WORK TO COMPLETE
Work through the data and report how many lines include the string "tree", giving the number alone.

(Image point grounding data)

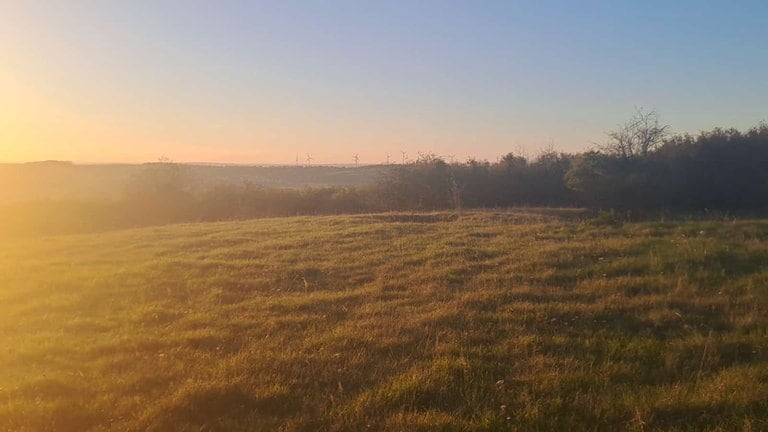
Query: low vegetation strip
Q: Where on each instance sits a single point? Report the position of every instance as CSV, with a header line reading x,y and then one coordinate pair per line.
x,y
484,321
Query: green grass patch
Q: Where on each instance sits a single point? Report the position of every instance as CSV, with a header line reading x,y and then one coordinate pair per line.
x,y
497,321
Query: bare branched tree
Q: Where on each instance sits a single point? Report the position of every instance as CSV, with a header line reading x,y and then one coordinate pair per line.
x,y
639,136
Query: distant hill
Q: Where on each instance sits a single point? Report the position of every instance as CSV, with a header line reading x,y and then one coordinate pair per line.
x,y
66,180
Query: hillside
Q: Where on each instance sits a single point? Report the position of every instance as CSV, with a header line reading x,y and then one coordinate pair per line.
x,y
62,180
526,320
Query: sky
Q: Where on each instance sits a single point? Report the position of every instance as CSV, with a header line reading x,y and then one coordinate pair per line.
x,y
257,82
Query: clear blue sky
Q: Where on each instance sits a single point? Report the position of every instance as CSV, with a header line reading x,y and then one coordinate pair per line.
x,y
263,81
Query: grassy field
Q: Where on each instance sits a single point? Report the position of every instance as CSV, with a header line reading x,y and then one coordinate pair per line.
x,y
491,321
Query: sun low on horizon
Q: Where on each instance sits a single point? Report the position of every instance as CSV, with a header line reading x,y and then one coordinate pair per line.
x,y
273,82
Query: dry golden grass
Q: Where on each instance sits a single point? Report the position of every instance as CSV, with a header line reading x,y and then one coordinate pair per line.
x,y
491,321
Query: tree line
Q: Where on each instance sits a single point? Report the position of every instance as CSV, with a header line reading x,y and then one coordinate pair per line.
x,y
640,168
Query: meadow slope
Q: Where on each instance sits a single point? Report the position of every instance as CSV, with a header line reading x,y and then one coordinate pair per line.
x,y
491,321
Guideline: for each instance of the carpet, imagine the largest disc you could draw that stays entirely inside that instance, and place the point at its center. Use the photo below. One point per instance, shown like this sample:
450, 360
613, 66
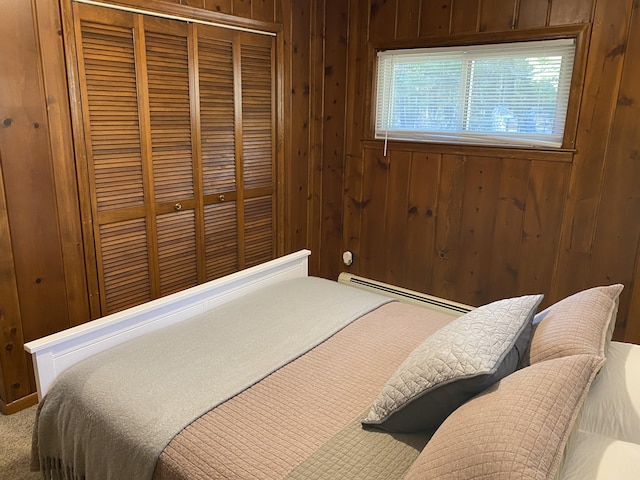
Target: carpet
15, 445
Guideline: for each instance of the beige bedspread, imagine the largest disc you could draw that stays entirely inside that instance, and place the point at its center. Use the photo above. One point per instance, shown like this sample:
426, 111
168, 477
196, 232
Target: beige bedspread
303, 421
111, 415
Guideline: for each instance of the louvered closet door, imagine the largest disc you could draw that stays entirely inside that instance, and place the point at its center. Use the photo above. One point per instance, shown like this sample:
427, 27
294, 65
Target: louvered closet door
179, 127
173, 158
237, 114
114, 152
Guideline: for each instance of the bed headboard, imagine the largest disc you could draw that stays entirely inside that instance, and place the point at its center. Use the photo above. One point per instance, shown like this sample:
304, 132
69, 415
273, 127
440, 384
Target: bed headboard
55, 353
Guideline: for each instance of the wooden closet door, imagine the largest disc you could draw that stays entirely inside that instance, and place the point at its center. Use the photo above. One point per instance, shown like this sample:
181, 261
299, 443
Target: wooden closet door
115, 150
179, 135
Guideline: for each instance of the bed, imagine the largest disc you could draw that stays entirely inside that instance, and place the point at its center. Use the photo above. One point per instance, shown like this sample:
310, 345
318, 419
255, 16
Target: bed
269, 373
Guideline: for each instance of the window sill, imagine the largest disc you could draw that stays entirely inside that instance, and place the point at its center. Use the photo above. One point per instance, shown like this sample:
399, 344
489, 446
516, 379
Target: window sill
553, 155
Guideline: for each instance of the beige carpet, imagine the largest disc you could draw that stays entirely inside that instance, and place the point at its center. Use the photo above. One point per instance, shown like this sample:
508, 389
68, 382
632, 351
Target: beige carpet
15, 445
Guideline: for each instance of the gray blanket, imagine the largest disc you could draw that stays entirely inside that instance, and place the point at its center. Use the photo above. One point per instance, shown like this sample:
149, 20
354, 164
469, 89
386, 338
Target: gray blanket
110, 416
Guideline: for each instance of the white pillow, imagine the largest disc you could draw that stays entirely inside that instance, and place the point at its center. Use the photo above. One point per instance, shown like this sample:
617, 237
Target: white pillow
594, 457
612, 407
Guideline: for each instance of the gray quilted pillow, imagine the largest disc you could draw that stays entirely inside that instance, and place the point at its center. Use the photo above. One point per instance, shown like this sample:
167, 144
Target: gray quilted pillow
454, 364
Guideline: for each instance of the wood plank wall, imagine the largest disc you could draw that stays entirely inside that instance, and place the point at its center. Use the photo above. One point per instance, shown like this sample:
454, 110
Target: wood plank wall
476, 224
43, 277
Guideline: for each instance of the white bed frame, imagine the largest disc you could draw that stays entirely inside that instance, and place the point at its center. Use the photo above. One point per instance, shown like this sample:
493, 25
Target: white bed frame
55, 353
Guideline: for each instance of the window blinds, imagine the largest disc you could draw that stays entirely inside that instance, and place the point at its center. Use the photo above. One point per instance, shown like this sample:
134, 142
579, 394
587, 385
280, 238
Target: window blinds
511, 94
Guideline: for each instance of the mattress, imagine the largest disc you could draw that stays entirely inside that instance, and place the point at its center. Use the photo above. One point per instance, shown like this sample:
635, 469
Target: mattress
303, 421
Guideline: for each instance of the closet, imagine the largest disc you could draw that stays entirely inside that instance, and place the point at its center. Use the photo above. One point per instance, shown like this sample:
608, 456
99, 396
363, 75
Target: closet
176, 128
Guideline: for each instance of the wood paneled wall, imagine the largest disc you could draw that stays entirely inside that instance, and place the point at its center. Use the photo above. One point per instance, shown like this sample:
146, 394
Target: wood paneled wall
469, 224
475, 224
43, 277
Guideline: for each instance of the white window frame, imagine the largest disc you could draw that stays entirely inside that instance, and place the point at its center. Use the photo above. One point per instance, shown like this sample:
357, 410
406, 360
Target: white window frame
389, 59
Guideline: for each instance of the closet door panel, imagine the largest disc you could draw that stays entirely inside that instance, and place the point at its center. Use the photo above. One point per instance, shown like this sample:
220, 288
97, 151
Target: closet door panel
221, 239
125, 265
110, 103
167, 62
217, 110
177, 251
258, 230
179, 127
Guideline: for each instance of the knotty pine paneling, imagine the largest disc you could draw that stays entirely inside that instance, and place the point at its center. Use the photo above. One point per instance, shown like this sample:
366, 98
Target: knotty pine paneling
39, 168
38, 269
500, 226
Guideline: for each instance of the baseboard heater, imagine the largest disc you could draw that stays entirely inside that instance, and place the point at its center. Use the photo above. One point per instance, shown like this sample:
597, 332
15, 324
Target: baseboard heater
405, 295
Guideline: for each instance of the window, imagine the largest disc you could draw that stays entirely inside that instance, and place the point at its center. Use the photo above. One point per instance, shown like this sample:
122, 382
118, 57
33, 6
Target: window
499, 94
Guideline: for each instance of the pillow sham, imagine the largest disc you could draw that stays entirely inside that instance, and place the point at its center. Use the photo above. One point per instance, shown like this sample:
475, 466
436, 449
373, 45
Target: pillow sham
595, 457
612, 407
518, 428
580, 323
455, 363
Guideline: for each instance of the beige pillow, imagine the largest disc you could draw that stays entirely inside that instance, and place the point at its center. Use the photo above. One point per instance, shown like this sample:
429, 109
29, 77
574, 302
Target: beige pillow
581, 323
518, 428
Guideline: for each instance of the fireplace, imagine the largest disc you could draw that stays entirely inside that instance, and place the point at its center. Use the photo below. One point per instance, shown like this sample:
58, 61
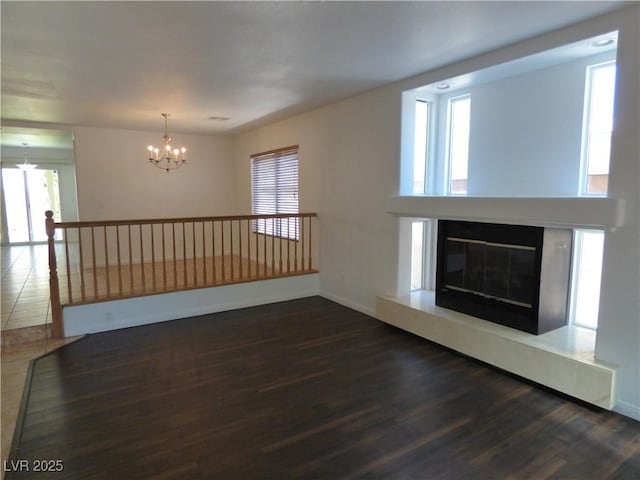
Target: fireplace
514, 275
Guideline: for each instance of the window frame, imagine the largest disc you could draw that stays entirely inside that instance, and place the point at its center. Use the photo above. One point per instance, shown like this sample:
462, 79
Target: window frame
427, 136
578, 280
279, 169
586, 126
448, 144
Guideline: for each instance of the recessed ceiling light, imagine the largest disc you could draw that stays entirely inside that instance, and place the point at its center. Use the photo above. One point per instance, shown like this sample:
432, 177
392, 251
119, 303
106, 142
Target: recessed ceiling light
603, 42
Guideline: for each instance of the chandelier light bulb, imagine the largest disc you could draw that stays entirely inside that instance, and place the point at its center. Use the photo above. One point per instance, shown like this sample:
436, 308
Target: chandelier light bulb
170, 158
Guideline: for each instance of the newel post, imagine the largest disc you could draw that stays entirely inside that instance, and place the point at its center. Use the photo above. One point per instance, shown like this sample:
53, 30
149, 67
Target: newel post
54, 287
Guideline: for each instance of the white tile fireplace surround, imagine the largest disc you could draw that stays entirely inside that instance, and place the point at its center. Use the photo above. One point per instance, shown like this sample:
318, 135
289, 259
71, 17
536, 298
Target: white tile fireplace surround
562, 359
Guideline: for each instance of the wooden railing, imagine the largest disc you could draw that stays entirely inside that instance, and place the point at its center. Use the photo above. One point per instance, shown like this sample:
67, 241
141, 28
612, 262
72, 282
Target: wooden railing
108, 260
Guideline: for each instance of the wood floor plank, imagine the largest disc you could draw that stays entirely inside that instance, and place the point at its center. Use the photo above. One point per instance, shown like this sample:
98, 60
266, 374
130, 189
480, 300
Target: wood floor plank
302, 389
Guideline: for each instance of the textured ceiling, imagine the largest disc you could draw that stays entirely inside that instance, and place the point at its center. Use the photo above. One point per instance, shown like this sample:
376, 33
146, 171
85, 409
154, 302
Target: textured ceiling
120, 64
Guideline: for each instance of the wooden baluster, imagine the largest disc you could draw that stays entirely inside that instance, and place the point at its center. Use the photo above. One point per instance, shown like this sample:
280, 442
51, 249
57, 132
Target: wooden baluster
295, 243
280, 244
204, 254
175, 260
164, 260
119, 261
153, 257
106, 260
66, 252
184, 257
248, 248
240, 246
144, 282
223, 254
130, 261
195, 266
54, 287
288, 245
82, 288
213, 241
265, 245
257, 248
232, 247
93, 256
302, 243
273, 247
310, 239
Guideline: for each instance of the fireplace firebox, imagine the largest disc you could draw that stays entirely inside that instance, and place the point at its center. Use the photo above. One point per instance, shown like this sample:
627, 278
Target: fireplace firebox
514, 275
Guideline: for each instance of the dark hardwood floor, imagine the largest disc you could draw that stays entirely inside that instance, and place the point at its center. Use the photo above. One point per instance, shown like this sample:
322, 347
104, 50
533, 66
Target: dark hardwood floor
302, 389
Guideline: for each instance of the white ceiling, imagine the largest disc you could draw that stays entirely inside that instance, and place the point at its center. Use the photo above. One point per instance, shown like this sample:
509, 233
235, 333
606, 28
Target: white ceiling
120, 64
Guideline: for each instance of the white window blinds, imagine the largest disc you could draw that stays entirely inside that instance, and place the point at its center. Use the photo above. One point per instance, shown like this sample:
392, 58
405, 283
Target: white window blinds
274, 186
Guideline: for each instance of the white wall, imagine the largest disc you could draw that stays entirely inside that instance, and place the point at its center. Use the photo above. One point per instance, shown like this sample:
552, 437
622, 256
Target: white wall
116, 181
525, 135
349, 166
56, 159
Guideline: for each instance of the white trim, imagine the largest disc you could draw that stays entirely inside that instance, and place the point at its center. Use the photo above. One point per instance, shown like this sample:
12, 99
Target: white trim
586, 121
131, 312
349, 303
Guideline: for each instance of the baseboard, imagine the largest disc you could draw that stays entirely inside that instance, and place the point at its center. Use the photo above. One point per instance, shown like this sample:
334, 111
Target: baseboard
112, 315
348, 303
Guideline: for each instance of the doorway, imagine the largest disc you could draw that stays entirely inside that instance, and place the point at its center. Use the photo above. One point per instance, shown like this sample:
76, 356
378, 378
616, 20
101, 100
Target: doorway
37, 174
27, 195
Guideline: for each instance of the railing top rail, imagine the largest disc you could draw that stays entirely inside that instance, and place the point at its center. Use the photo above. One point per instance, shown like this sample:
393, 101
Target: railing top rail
152, 221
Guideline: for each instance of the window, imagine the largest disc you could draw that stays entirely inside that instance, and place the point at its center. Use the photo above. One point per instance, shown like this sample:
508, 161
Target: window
421, 146
458, 143
274, 189
598, 124
422, 254
587, 273
417, 255
27, 195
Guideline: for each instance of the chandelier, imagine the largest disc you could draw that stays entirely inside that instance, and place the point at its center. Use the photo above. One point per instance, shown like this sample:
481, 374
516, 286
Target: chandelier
166, 157
26, 166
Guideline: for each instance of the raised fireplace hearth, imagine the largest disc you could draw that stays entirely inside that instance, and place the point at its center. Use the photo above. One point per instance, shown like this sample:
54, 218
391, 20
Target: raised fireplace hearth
514, 275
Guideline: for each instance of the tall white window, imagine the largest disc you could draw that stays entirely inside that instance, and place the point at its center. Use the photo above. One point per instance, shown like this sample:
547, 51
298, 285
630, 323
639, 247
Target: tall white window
421, 145
598, 125
274, 189
587, 273
422, 254
417, 255
459, 114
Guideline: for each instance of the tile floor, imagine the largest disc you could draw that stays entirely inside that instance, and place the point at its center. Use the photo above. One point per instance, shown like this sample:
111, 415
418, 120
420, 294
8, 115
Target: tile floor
25, 315
24, 288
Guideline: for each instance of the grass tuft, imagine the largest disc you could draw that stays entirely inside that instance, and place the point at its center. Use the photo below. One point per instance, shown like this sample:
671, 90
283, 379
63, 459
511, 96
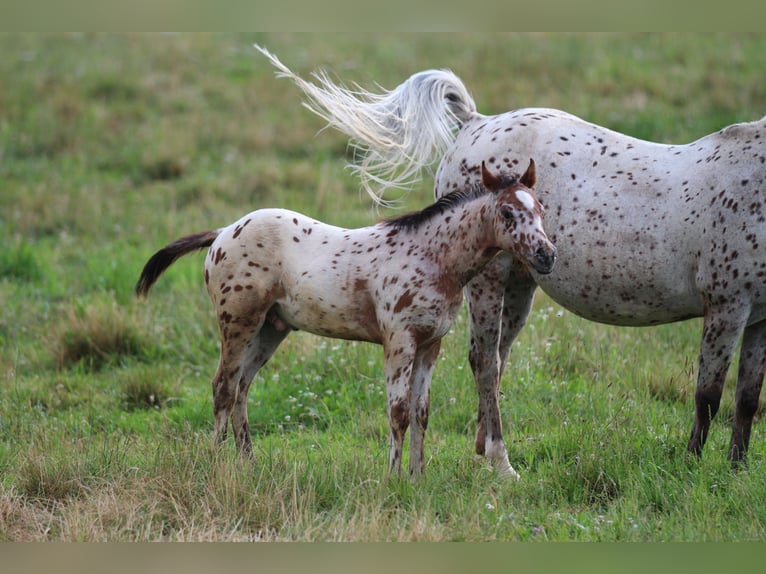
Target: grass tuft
98, 334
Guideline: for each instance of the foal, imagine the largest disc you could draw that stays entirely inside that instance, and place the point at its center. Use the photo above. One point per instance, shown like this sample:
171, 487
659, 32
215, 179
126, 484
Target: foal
398, 283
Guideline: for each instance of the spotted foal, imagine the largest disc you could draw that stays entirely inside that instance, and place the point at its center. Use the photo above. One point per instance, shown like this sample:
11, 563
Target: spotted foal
398, 283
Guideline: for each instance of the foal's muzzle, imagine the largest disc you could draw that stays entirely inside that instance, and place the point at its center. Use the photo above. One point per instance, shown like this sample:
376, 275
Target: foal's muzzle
544, 260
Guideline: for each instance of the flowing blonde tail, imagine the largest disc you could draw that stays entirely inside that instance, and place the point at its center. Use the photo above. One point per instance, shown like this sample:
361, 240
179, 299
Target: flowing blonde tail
394, 134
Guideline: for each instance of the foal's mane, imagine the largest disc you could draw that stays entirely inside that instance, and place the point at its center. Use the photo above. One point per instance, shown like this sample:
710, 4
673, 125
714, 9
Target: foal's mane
412, 221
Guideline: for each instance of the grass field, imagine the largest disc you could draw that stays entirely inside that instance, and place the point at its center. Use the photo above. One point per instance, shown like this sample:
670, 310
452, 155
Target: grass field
111, 146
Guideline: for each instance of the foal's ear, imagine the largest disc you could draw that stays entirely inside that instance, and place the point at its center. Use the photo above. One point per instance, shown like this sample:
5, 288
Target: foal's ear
489, 179
529, 179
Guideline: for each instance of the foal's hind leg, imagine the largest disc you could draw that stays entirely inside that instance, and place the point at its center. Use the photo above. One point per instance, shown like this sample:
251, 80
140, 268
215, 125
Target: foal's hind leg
399, 353
752, 365
499, 301
259, 350
234, 367
720, 333
420, 403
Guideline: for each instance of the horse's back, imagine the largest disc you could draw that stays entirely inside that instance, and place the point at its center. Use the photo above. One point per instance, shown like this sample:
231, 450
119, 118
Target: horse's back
633, 220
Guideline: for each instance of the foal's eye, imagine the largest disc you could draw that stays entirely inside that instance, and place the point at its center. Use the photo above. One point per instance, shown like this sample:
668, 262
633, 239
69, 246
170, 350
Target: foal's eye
506, 212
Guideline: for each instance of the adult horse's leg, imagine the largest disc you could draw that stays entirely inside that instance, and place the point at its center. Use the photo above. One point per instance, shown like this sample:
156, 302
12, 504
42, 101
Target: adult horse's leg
420, 383
721, 330
752, 365
261, 348
492, 331
399, 354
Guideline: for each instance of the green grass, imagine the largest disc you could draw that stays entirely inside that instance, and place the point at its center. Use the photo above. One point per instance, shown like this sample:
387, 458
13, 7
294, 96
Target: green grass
111, 146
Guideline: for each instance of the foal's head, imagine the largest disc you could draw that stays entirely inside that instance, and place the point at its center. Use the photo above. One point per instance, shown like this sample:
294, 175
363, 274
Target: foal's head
519, 218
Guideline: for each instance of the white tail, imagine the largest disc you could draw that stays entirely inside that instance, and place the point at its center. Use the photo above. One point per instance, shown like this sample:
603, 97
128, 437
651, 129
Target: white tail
395, 134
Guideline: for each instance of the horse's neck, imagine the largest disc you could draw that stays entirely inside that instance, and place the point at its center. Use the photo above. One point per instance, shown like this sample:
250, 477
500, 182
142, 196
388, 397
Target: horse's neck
462, 240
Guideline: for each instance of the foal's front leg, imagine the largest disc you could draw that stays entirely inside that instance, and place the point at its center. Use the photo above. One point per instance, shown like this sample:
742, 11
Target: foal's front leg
420, 403
399, 353
499, 300
721, 330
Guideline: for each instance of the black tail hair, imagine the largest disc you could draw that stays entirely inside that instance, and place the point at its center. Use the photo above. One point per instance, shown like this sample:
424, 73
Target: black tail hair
165, 257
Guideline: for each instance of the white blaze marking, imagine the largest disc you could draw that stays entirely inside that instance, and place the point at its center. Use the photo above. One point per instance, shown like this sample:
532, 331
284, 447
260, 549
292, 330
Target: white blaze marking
526, 199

TASK OUTPUT
2